▶ _What needs to be done_
Show each line of the listing that contains the string "neighboring". Case counts.

▶ _Input material_

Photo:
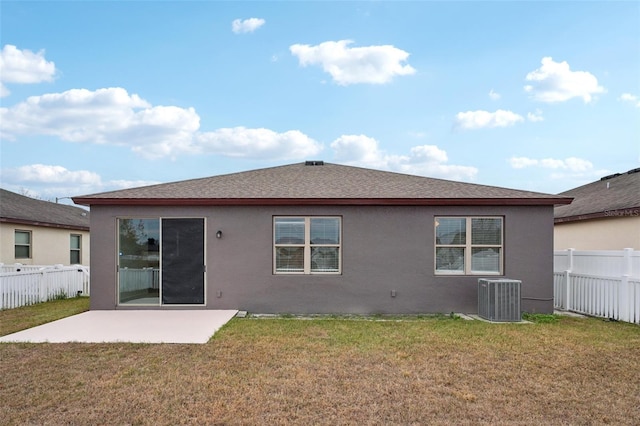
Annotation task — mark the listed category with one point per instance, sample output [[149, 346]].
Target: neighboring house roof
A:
[[316, 182], [15, 208], [613, 195]]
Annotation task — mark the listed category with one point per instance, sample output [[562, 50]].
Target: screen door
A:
[[183, 269]]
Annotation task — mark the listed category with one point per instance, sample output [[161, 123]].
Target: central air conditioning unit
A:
[[499, 299]]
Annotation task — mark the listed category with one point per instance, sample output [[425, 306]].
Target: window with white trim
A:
[[307, 245], [75, 249], [469, 245], [22, 244]]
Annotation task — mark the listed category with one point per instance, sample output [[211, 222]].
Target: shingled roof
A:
[[16, 208], [613, 195], [316, 182]]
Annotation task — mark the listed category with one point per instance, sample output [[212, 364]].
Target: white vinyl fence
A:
[[599, 283], [22, 285]]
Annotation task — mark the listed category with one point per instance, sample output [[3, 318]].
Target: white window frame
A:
[[28, 245], [468, 247], [307, 246], [75, 250]]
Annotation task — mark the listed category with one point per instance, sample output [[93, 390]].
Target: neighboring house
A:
[[605, 215], [318, 238], [36, 232]]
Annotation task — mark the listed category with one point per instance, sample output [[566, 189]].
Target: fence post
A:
[[567, 280], [623, 291]]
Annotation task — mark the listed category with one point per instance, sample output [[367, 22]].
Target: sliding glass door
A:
[[161, 261], [182, 261]]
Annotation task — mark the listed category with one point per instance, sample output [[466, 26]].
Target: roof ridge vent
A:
[[611, 176]]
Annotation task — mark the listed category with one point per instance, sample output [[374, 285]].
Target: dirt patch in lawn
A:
[[336, 371]]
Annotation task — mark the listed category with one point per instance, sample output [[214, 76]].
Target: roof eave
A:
[[88, 201], [43, 224], [626, 212]]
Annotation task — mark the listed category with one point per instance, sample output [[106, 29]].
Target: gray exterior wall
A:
[[384, 248]]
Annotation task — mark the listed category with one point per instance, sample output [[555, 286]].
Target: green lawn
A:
[[334, 371]]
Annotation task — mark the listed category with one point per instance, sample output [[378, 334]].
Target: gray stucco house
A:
[[315, 237]]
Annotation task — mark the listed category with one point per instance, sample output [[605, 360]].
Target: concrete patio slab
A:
[[139, 326]]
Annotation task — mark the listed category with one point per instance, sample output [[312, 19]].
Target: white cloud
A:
[[352, 65], [23, 67], [241, 142], [628, 97], [472, 120], [113, 116], [535, 117], [240, 26], [555, 82], [104, 116], [425, 160], [571, 164], [47, 182], [42, 173]]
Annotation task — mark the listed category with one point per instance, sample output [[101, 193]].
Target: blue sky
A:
[[96, 96]]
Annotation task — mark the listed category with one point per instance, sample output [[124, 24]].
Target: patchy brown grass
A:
[[336, 371], [13, 320]]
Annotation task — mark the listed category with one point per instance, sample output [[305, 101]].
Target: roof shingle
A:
[[617, 192], [17, 208], [315, 184]]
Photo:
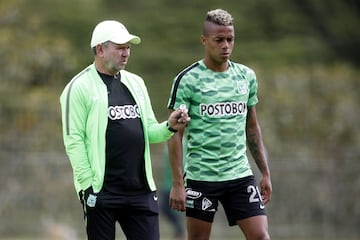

▶ _Expected answer_
Target: neighboring house roof
Target: neighboring house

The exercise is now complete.